▸ Task objective: Turn the material below into a numbered list. Begin at the line containing "Expected: for every", stop after the line containing "x=807 y=169", and leave out blank lines.

▸ Data for processing:

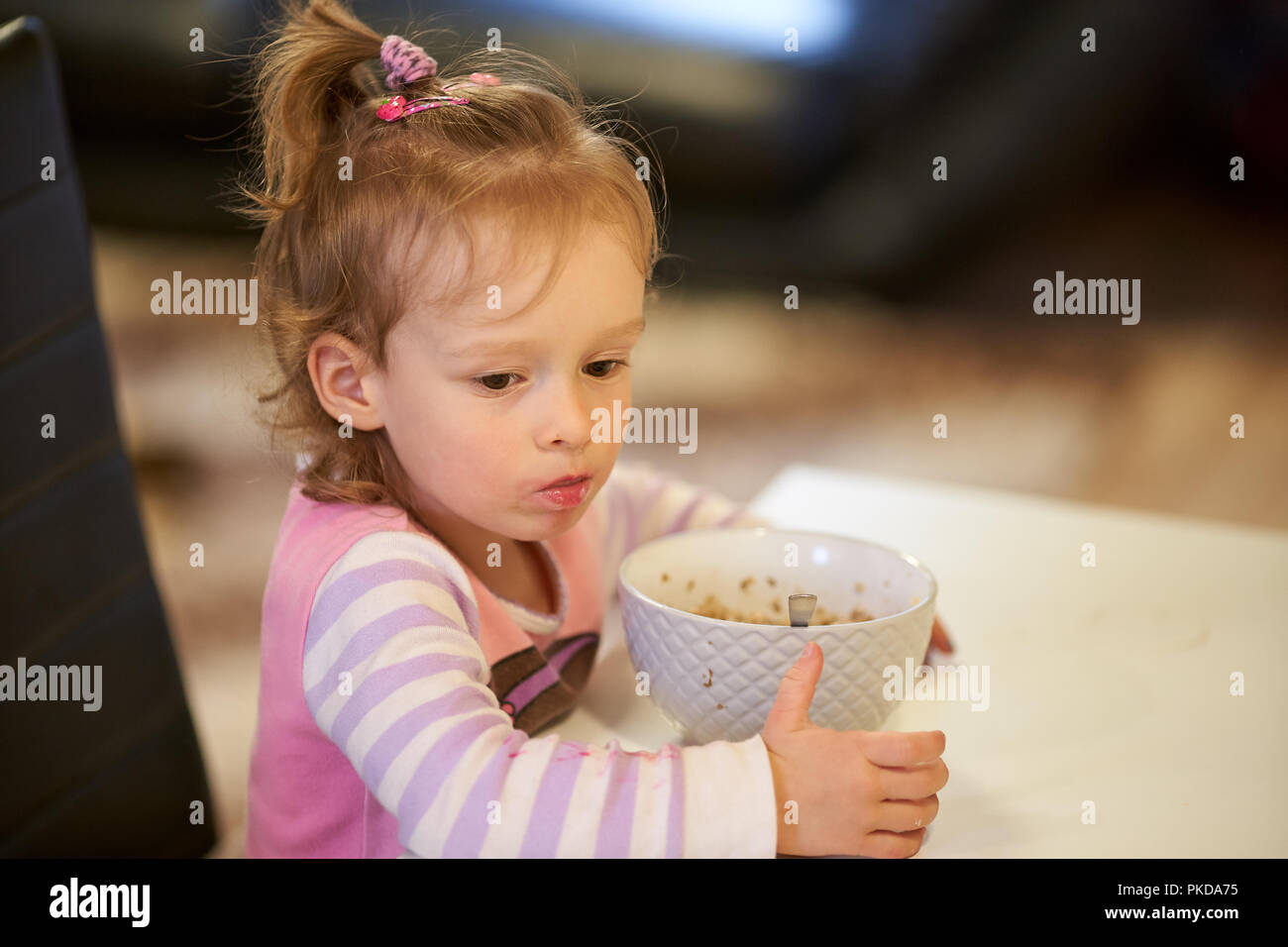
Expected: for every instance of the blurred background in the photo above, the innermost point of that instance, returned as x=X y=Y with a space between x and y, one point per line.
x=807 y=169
* * *
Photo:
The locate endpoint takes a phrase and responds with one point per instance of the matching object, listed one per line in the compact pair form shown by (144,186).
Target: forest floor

▸ Finished exercise:
1. Expected: for every instance of the blurred background in the photo above, the innermost point of that instance, returned as x=X y=Y with a space between x and y, one point per line.
2. x=807 y=169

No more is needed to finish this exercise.